Aim – Only the lines from the one containing "In this picture, where can the white siding" through the end of the data below should be copied, each exactly as written and with both ends kept.

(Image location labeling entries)
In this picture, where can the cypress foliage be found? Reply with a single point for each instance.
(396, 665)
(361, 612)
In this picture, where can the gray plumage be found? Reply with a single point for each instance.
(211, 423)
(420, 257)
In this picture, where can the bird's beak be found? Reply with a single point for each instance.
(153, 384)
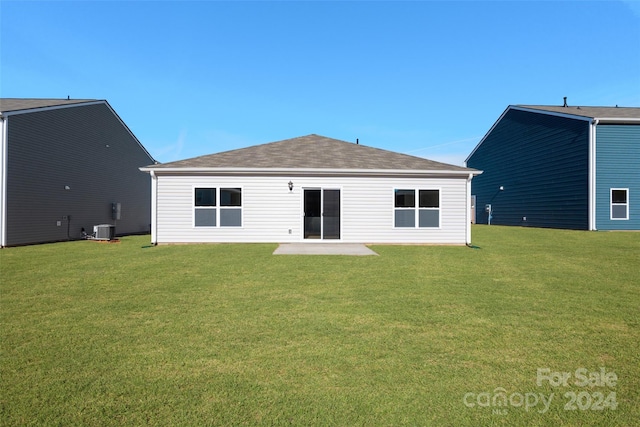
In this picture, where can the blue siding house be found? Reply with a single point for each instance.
(560, 167)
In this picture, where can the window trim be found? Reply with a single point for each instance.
(612, 204)
(416, 208)
(217, 207)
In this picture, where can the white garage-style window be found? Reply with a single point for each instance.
(417, 208)
(217, 207)
(619, 203)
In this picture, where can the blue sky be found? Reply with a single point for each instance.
(424, 78)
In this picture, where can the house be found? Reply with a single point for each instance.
(310, 189)
(66, 166)
(560, 167)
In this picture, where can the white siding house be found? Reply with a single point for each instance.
(310, 189)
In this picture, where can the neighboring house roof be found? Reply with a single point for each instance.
(18, 104)
(606, 113)
(309, 152)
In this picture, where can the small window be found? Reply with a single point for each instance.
(205, 196)
(619, 203)
(405, 198)
(205, 212)
(230, 197)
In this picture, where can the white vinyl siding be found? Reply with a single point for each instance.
(272, 213)
(417, 208)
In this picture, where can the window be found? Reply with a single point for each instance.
(619, 203)
(212, 211)
(426, 214)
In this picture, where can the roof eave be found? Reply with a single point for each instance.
(617, 120)
(308, 171)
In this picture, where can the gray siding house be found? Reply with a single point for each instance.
(67, 165)
(560, 167)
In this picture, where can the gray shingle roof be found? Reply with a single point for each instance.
(17, 104)
(311, 152)
(591, 112)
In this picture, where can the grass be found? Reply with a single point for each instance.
(128, 334)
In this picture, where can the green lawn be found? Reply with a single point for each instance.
(128, 334)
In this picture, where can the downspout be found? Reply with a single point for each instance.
(3, 180)
(468, 211)
(154, 209)
(592, 174)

Response for this exercise –
In this picture, where can the white siding house be found? Reply with a single point for each instance.
(310, 189)
In this picture, where can the neighboring house roof be found? Reply with a single point for each instance.
(18, 104)
(606, 113)
(309, 152)
In this picture, where can the small window be found? Reply with a single point for each instance.
(205, 196)
(619, 203)
(405, 198)
(205, 212)
(230, 197)
In this picture, where can the white vinyl siding be found? Reply with a single point for each instance.
(272, 213)
(417, 208)
In this picture, where can the window be found? Reply with a single point for each instance.
(619, 203)
(212, 211)
(426, 214)
In this picture, where can the roof eave be found? Reply with a single point for each instance.
(617, 120)
(308, 171)
In this picture, where can the gray siding house be found? Reply with a single point for each instance.
(67, 165)
(560, 167)
In this picture, where can the gray shingle roof be found? Reply with a single point for each instance.
(17, 104)
(311, 152)
(591, 112)
In this picture, where can the grass be found? Reply with a single point for each instance.
(128, 334)
In this picture, where can the green lawn be found? Reply with a single point for each instance.
(128, 334)
In this picture, where can the downspout be found? Reply with a single point for each instance.
(3, 180)
(468, 211)
(154, 209)
(592, 174)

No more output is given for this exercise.